• GIVEN PASSAGE:
------------------------------------------------------------------------
Thursday, June 6, 2013

Bad Week for Civil Liberties: Obama Administration Collecting Verizon Users' Call Data

Civil libertarian and Guardian journalist Glenn Greenwald published a bombshell this morning. Since April 2013, the US government has been collecting information from Verizon regarding all of its customers calls that were made within, from or to the United States.

The FISA Court approved the government's request and ordered Verizon to turn over the data. Although FISA Court orders are confidential, an anonymous person gave a copy of the Verizon order to Greenwald. 

While the government does not have access to the content of the calls, the court order allows it to demand the phone numbers involved in the calls, the time and duration of the calls, the locations of the callers, and other technical information. Furthermore, the order applies to any calls placed in the US, even if they are strictly local and to international calls made to or from the US. The order also governs any calls, regardless of whether the government has a reasonable basis for believing that either of the callers has committed or is conspiring to commit a crime. For reasons stated below, this order violates the Constitution.

This news follows a Supreme Court ruling, made earlier this week, that also curtails civil liberties. On Monday, the Supreme Court held that the collection of DNA from a person arrested for committing a serious crime does not violate the Constitution. The Court "reasoned" that the collection of DNA is not physically intrusive, because it only involves swabbing the inside of an arrestee's cheek. The Court held that the need to "identify" persons in police custody provides a sufficient justification to collect DNA upon arrest.

The opinion sharply divided the Court. Justice Scalia wrote a powerful dissent. Justice Kennedy, predictably, wrote the majority opinion, which the sometimes-liberal Justice Breyer joined. Some "liberal" constitutionalists, such as Akhil Amar and Neil Katyal, have attempted to justify the Court's decision as a reasonable interpretation of the Fourth Amendment. Others, such as Barry Friedman, contend that the opinion is misguided. I agree with Friedman.

The news regarding the surveillance of Verizon calls helps to explain why the DNA ruling is utterly bankrupt. The Court defended its ruling on the grounds that collecting DNA is not physically intrusive; it only involves a quick swab of the cheek.

But collecting telephone records -- or even listening to calls -- does not intrude upon the object's physical space. In fact, these practices are even less intrusive. Undoubtedly, most Verizon describers did not realize that the government had been collecting details about their calls until today (assuming they even read about current events).
------------------------------------------------------------------------
• DATA RECORDS:
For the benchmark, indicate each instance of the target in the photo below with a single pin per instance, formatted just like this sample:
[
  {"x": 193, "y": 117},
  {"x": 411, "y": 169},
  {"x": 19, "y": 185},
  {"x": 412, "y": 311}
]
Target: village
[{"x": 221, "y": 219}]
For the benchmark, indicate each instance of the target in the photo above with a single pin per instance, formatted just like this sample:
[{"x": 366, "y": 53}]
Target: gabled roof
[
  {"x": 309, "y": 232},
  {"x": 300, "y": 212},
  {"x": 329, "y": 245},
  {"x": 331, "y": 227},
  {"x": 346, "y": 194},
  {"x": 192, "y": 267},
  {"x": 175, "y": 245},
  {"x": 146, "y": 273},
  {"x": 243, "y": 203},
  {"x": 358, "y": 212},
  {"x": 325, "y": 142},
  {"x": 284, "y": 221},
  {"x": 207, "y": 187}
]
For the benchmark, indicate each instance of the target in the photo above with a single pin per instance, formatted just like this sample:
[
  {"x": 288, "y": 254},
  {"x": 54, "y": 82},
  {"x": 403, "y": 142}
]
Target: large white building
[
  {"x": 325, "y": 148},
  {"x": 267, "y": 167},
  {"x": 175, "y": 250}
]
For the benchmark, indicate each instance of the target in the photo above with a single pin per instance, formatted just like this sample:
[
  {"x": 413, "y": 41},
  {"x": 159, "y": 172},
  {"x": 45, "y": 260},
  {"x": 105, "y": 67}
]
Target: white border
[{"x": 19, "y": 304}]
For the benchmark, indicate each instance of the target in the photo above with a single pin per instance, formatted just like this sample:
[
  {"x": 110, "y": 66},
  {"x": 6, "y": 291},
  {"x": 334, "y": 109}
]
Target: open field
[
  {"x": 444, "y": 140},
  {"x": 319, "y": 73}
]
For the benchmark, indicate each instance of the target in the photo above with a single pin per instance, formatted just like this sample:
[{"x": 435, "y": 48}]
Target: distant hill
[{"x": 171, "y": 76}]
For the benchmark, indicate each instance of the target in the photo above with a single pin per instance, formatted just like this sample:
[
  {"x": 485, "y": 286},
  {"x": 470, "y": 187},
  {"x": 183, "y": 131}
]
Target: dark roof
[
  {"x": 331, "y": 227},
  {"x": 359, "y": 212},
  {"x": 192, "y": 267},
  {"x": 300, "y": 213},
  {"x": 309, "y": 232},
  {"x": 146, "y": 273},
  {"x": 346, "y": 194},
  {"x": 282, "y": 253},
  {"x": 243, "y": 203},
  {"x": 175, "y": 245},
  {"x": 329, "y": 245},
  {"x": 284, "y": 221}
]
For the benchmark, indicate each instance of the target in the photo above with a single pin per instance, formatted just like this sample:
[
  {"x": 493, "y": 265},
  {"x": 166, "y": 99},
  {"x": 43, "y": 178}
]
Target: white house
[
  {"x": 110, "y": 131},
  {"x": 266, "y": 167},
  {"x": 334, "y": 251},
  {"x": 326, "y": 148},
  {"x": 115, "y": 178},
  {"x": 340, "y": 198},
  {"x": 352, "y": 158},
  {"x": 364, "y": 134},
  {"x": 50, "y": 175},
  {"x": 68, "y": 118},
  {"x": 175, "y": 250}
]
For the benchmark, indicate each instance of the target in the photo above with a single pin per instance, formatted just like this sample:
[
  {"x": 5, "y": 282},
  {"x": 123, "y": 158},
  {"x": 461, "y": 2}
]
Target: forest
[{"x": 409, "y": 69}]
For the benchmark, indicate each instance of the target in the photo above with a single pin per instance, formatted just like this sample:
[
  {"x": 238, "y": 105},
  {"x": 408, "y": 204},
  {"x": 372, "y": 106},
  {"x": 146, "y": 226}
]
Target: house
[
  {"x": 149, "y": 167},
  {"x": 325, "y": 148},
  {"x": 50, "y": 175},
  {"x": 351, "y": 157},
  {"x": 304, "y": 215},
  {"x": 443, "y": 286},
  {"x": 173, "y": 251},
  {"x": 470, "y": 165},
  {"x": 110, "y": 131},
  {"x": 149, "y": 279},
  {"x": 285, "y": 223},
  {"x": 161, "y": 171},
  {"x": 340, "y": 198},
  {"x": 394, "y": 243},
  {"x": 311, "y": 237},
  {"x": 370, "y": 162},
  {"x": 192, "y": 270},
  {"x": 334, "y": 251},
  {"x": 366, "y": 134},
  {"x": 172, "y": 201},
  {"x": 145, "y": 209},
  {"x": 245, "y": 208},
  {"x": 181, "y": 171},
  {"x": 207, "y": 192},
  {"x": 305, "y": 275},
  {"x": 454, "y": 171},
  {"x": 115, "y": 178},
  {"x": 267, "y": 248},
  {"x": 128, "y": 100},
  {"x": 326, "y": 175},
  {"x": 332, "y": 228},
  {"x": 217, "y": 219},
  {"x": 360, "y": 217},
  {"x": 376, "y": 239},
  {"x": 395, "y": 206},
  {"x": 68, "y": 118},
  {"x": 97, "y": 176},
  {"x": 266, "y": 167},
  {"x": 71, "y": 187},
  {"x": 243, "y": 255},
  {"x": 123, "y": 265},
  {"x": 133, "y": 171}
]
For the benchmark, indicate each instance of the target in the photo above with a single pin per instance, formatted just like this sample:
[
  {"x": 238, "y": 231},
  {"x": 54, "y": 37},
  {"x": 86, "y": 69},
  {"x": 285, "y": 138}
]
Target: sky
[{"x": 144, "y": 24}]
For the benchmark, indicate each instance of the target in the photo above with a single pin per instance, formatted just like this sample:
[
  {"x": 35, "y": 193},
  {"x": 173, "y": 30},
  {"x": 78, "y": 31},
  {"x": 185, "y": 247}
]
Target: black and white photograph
------------------------------------------------------------------------
• TASK DIRECTIONS: Please quote the post on the Verizon call data word for word, starting at "The news regarding" and ending at "of the cheek.".

• OUTPUT:
The news regarding the surveillance of Verizon calls helps to explain why the DNA ruling is utterly bankrupt. The Court defended its ruling on the grounds that collecting DNA is not physically intrusive; it only involves a quick swab of the cheek.